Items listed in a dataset
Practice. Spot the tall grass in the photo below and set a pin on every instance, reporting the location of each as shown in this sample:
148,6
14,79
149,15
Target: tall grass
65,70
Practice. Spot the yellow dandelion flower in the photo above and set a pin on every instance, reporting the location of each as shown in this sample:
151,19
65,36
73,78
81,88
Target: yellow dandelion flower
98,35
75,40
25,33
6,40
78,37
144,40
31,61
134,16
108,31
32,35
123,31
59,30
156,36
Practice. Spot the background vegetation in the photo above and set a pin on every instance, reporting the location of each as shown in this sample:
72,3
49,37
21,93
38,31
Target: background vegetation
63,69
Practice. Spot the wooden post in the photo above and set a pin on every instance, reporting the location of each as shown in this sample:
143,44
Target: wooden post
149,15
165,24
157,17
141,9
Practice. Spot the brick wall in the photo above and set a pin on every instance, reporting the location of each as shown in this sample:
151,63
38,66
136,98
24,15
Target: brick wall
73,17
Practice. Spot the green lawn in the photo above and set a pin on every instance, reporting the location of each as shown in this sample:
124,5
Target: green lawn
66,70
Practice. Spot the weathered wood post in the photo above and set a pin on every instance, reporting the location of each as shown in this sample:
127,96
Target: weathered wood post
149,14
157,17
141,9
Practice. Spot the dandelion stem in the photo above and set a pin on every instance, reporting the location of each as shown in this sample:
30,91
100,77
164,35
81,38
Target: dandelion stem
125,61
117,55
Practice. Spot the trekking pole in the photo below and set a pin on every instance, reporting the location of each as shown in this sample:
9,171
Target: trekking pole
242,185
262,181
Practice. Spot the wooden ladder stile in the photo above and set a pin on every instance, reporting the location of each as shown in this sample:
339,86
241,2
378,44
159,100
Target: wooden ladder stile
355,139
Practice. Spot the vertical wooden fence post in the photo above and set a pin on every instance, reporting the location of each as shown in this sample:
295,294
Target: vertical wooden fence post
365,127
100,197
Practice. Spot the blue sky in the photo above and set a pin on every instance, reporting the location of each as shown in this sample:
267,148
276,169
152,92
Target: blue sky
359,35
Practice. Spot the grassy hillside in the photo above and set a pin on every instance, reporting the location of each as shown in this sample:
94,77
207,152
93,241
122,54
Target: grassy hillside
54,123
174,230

__Aim of the exercise__
Swap "set a pin" for "place a marker" everywhere it occurs in the lines above, then write out all of the lines again with nothing else changed.

__Response to this exercise__
Practice. Spot the tall grass in the photo below and place a marker on every instance, reporting the location of each as shown in this sample:
148,6
14,79
149,15
Target: tall grass
65,70
Practice. Spot the yellow dandelion flower in the photo above and place a marker on every instance, reporting the location of each as shown in this sample:
151,19
65,36
73,78
81,88
Target: yellow dandelion flower
98,35
75,40
25,33
6,40
78,37
144,40
31,61
134,16
108,31
32,35
123,31
59,30
156,36
Practice. Spot the background vegetation in the photo above and place a marker on every instance, reporting the location of each as shown in this sample:
72,3
49,37
21,93
38,31
Target: background vegetation
63,69
Practice. Spot the wooden post in the photo above and place a marker on every instance, reporting the location of each as shown in this sample:
143,44
Target: wooden post
149,15
165,24
157,17
141,9
Practice. Spot the brick wall in the photo above and place a marker on every instance, reporting the location of each as shown in this sample:
151,63
38,66
136,98
24,15
Target: brick wall
73,17
Practice. Spot the green lawn in the photo above and place a marker on every instance, reporting the location of each as shown in this sample:
124,5
Target: green lawn
66,70
Practice. Spot the weathered wood post in the photo above and place a marker on every instance, reporting the location of each as shown in this sample:
127,96
Target: weathered wood post
149,14
157,17
141,9
Practice. Spot the dandelion stem in the photo above and place a marker on every instance, reporting the location of each as shown in this sample:
30,91
100,77
164,35
81,38
Target: dandelion stem
125,61
117,55
Practice. Spot the trekking pole in the photo below and place a marker on every instance, reporting the location of each as shown in this sample:
9,171
Target: trekking pole
242,185
262,181
Practice. Spot the wooden ladder stile in the photo above and place a marker on every instance, reporting the location of each as shown in this sample:
339,86
241,2
378,44
159,100
Target: wooden ladder stile
355,139
Practice. Spot the vertical wooden fence post in the photo above and place a marker on every instance, reporting the location of each as shown in this sample:
295,294
Target: vertical wooden fence post
365,127
100,197
Practice. Spot the blue sky in the photo above and place a marker on every instance, reporting the location of each as shown in this sample:
267,148
276,169
152,92
Target: blue sky
359,35
Practice. Spot the grassy hillside in the photo above and place a marker on every instance, reporting the location of each as shown in this sample:
94,77
207,152
93,241
122,54
Target: grassy hillside
54,123
174,230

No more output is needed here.